**Work to complete**.
Format the stretch of entries from the start through the line that contains "183 50 L 185" as a Markdown table with the columns No. and Text, giving each line its row number and leaving out blank lines.

**Data entries**.

>> BEGIN

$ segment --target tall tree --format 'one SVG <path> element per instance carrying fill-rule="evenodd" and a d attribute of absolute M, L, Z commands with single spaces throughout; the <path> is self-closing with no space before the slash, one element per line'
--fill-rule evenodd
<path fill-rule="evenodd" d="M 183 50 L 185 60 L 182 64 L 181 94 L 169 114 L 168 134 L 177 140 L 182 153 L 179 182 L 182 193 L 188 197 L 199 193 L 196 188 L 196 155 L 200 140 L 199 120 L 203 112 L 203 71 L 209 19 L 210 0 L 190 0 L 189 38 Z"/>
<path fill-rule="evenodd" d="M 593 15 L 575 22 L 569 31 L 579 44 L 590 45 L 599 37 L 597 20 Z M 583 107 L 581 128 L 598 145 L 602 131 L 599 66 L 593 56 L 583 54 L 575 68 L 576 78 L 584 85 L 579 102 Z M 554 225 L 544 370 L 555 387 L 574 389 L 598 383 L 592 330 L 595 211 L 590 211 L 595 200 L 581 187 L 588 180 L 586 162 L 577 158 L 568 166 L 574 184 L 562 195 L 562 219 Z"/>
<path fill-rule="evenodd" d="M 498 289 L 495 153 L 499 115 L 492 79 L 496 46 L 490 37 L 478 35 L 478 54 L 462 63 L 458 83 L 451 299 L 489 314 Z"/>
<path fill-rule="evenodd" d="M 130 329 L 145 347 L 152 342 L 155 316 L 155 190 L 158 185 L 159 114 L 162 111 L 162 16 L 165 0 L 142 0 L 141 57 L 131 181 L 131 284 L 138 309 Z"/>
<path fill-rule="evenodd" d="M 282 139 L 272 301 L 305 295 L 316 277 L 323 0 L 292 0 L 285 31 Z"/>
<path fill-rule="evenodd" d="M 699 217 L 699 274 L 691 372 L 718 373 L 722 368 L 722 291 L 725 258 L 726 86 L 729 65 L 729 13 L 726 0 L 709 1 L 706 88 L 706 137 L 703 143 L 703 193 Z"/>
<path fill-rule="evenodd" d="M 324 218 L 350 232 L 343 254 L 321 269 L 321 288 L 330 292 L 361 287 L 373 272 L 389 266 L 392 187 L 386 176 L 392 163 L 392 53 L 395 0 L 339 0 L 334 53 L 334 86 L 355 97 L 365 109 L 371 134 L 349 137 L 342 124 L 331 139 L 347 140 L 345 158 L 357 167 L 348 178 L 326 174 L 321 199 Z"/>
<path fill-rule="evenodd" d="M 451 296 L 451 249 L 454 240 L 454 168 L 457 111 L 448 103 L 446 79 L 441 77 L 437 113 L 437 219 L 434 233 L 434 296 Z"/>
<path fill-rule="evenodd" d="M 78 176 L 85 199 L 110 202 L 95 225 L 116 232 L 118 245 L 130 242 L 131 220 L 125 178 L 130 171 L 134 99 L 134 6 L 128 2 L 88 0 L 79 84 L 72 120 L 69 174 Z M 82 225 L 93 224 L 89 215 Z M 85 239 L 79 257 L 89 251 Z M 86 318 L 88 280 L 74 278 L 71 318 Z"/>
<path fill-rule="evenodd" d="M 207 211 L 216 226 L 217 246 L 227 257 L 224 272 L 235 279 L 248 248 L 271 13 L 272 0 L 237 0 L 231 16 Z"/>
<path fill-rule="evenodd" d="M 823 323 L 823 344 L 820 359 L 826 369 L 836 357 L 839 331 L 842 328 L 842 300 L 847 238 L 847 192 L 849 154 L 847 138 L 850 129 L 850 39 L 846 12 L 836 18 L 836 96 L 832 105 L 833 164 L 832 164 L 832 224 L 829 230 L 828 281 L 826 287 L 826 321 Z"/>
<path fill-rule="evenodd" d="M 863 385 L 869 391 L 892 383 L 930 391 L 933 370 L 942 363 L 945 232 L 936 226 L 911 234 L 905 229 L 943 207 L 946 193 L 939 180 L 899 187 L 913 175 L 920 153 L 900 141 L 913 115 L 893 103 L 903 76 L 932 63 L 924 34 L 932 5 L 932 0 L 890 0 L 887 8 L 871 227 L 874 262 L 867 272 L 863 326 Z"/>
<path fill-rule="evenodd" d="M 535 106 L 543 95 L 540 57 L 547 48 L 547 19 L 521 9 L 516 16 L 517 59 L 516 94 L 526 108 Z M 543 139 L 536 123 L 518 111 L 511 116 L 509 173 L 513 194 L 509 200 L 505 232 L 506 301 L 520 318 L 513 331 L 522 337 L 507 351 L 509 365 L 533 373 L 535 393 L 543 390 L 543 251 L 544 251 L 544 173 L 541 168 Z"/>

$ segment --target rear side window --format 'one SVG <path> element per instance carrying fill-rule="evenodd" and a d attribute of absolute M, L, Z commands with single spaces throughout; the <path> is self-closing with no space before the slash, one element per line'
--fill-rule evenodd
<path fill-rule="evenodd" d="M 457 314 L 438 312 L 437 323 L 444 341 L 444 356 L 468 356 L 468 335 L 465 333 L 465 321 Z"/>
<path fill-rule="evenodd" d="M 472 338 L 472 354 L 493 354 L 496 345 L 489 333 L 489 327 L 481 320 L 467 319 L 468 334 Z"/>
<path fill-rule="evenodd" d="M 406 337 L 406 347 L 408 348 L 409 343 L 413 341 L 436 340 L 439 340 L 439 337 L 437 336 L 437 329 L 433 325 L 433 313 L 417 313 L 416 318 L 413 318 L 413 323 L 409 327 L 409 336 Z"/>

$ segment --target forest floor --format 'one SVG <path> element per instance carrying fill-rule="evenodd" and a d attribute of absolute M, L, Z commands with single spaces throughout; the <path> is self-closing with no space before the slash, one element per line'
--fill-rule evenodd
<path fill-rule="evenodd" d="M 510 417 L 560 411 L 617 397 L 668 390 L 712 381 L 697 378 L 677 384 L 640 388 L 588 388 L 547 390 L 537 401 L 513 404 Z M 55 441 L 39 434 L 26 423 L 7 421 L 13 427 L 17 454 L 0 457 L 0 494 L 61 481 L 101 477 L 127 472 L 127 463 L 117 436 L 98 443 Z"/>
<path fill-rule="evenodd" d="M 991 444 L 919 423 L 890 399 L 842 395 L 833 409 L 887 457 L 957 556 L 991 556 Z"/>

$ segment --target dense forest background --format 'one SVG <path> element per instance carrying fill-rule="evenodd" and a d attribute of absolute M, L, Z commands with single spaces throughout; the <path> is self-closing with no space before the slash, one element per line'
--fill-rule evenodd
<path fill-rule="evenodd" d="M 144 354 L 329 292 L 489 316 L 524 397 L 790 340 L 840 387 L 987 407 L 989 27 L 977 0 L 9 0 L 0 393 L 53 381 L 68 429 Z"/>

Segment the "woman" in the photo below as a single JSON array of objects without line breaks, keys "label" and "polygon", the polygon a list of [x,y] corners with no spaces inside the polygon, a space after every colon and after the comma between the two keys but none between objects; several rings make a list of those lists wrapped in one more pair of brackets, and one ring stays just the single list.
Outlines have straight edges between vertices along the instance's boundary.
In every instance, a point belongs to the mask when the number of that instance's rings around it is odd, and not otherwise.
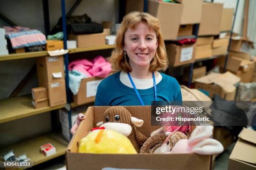
[{"label": "woman", "polygon": [[[116,35],[110,62],[119,71],[104,79],[97,89],[95,105],[150,105],[151,101],[182,101],[176,80],[157,71],[168,65],[158,19],[133,12],[126,15]],[[80,113],[70,132],[75,132]]]}]

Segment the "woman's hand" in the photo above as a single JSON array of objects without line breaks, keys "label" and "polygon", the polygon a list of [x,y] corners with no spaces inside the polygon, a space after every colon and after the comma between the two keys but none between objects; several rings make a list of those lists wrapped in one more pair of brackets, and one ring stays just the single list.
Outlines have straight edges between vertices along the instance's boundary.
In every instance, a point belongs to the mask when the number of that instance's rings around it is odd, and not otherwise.
[{"label": "woman's hand", "polygon": [[81,121],[84,120],[85,118],[84,115],[82,113],[79,113],[78,115],[77,115],[75,123],[71,128],[71,129],[70,129],[70,133],[71,133],[72,135],[74,135],[75,134],[76,130],[77,130],[77,129],[79,125],[80,122]]}]

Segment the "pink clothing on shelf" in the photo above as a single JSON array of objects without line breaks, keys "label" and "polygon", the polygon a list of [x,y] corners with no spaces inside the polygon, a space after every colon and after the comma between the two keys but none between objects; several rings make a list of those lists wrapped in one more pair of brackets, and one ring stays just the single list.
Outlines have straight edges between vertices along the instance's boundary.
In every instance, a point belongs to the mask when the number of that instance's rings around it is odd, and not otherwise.
[{"label": "pink clothing on shelf", "polygon": [[76,70],[87,77],[106,77],[111,71],[111,64],[101,56],[98,56],[91,62],[86,59],[77,60],[69,65],[69,70]]}]

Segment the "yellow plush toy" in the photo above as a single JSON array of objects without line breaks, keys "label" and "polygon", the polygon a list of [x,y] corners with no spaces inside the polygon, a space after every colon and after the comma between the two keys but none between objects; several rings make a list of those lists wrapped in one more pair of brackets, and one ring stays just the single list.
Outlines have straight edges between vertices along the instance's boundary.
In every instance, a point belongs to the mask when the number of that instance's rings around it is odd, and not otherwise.
[{"label": "yellow plush toy", "polygon": [[93,130],[81,139],[78,152],[125,154],[137,153],[127,137],[109,129]]}]

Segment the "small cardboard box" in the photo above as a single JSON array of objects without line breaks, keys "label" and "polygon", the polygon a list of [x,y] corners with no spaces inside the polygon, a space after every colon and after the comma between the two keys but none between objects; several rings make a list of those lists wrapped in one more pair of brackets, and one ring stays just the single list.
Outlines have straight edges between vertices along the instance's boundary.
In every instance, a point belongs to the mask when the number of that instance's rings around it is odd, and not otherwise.
[{"label": "small cardboard box", "polygon": [[91,47],[105,45],[105,32],[81,35],[69,35],[69,40],[77,41],[77,48]]},{"label": "small cardboard box", "polygon": [[48,100],[47,99],[45,100],[40,101],[40,102],[36,102],[34,100],[32,100],[32,105],[35,107],[36,109],[40,109],[41,108],[45,108],[49,106],[48,105]]},{"label": "small cardboard box", "polygon": [[212,55],[212,49],[210,44],[197,45],[195,48],[195,59],[207,58]]},{"label": "small cardboard box", "polygon": [[[211,155],[196,154],[97,154],[77,152],[80,140],[85,137],[96,124],[102,120],[104,111],[110,106],[89,107],[85,119],[80,123],[66,152],[66,165],[69,170],[102,170],[105,167],[151,170],[210,170]],[[151,125],[151,106],[125,106],[132,116],[144,121],[136,128],[148,137],[160,127]]]},{"label": "small cardboard box", "polygon": [[231,30],[234,15],[234,8],[223,8],[220,22],[220,31]]},{"label": "small cardboard box", "polygon": [[[225,58],[218,58],[218,62],[220,68],[223,69]],[[239,77],[241,82],[250,82],[253,72],[254,62],[236,57],[229,57],[226,69]]]},{"label": "small cardboard box", "polygon": [[254,49],[253,42],[239,36],[232,37],[230,50],[236,52],[248,53]]},{"label": "small cardboard box", "polygon": [[176,1],[184,5],[181,24],[200,23],[203,0],[177,0]]},{"label": "small cardboard box", "polygon": [[103,78],[92,77],[82,79],[81,81],[78,92],[74,95],[74,102],[77,105],[93,102],[95,100],[95,96],[97,88]]},{"label": "small cardboard box", "polygon": [[46,88],[43,87],[33,88],[31,89],[32,98],[35,102],[40,102],[47,99]]},{"label": "small cardboard box", "polygon": [[228,170],[256,169],[256,131],[244,128],[229,157]]},{"label": "small cardboard box", "polygon": [[166,50],[170,65],[173,67],[191,63],[195,61],[195,44],[177,45],[166,44]]},{"label": "small cardboard box", "polygon": [[227,38],[214,40],[212,43],[212,55],[227,54],[229,42]]},{"label": "small cardboard box", "polygon": [[230,51],[229,57],[236,57],[238,58],[240,58],[242,59],[250,60],[251,57],[250,54],[246,52],[235,52],[233,51]]},{"label": "small cardboard box", "polygon": [[213,42],[213,36],[206,37],[199,37],[197,39],[197,45],[212,44]]},{"label": "small cardboard box", "polygon": [[[186,68],[183,71],[183,81],[188,81],[189,76],[189,70],[190,67]],[[203,66],[193,68],[192,73],[192,80],[191,82],[193,83],[195,80],[197,78],[203,77],[206,74],[206,67]]]},{"label": "small cardboard box", "polygon": [[66,83],[65,79],[59,79],[48,82],[42,79],[38,78],[39,86],[47,89],[49,105],[53,107],[67,103]]},{"label": "small cardboard box", "polygon": [[193,25],[181,25],[179,28],[178,36],[189,36],[193,35]]},{"label": "small cardboard box", "polygon": [[239,77],[227,71],[223,74],[212,73],[195,81],[196,88],[208,92],[210,98],[217,94],[227,100],[233,100],[240,80]]},{"label": "small cardboard box", "polygon": [[45,50],[51,51],[64,48],[63,41],[57,40],[47,40],[45,45]]},{"label": "small cardboard box", "polygon": [[51,82],[64,79],[63,56],[42,57],[36,60],[38,78]]},{"label": "small cardboard box", "polygon": [[223,4],[203,2],[198,35],[220,33]]},{"label": "small cardboard box", "polygon": [[231,132],[224,128],[215,126],[213,138],[221,143],[225,150],[234,141],[234,135]]},{"label": "small cardboard box", "polygon": [[148,0],[147,12],[159,19],[164,40],[177,39],[183,6],[178,3]]}]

>> END

**Response below**.
| No. | Text |
|---|---|
| 1 | $ segment --target tall tree --format 'one SVG <path> element per instance carrying fill-rule="evenodd" and a d attribute of absolute M, L, Z commands with single spaces throughout; the <path> is self-closing with no space before the slash, one element per line' |
| 2 | --fill-rule evenodd |
| 3 | <path fill-rule="evenodd" d="M 183 50 L 185 60 L 182 64 L 181 94 L 169 114 L 168 134 L 177 140 L 182 153 L 179 182 L 182 193 L 188 197 L 199 193 L 196 188 L 196 155 L 200 140 L 199 120 L 203 112 L 203 71 L 209 19 L 210 0 L 190 0 L 189 38 Z"/> |